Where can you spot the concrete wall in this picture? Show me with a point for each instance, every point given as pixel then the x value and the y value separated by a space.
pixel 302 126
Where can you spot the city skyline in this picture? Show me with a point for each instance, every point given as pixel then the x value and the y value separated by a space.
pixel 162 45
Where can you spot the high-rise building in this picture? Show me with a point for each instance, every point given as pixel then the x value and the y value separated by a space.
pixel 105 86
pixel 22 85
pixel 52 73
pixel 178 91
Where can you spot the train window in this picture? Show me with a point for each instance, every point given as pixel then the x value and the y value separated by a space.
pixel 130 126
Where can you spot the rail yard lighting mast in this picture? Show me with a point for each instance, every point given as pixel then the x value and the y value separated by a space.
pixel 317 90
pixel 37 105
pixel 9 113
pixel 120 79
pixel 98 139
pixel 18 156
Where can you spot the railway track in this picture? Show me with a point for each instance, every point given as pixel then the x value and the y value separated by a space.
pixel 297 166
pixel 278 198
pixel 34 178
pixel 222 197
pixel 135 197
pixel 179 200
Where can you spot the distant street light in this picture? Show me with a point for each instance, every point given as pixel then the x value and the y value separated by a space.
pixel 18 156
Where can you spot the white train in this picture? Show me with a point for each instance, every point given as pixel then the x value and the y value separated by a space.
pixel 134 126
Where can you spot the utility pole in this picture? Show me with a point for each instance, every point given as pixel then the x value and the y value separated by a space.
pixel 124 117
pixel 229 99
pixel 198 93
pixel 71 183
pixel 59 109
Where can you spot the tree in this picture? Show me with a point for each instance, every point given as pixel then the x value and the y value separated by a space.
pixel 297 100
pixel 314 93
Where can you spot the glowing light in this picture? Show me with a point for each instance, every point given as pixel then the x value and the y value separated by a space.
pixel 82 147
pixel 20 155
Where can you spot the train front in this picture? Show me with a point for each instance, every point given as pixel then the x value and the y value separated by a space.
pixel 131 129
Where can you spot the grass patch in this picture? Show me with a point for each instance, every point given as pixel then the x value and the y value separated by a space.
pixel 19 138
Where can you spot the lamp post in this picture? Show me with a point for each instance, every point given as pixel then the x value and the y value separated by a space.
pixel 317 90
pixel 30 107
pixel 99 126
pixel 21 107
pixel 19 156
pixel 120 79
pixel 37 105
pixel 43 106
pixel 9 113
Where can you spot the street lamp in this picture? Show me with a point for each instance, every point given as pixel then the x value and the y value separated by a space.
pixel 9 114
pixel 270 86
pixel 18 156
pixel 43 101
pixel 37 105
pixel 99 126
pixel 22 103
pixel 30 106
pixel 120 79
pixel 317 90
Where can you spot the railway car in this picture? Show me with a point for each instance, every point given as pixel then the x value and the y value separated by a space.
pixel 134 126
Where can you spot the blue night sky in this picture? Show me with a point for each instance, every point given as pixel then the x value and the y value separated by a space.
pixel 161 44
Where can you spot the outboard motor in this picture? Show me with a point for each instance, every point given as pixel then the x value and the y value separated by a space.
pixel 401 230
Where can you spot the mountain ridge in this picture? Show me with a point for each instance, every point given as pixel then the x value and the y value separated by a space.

= = = = = = =

# IL TUO OBIETTIVO
Riscrivi le righe partendo dall'inizio del materiale e proseguendo fino alla riga con "pixel 162 45", inclusa, richieste comprese. Sposta ogni coordinata nelle risposte sommandole 17.

# SOLUZIONE DEL PROBLEMA
Where can you spot the concrete wall in this picture? Show me with a point for each instance, every point given as pixel then the x value and the y value separated by a space.
pixel 319 143
Where can you spot the city skyline in this picture? Show me with a point for each instance, every point given as pixel then the x value and the y value separated by a space.
pixel 179 62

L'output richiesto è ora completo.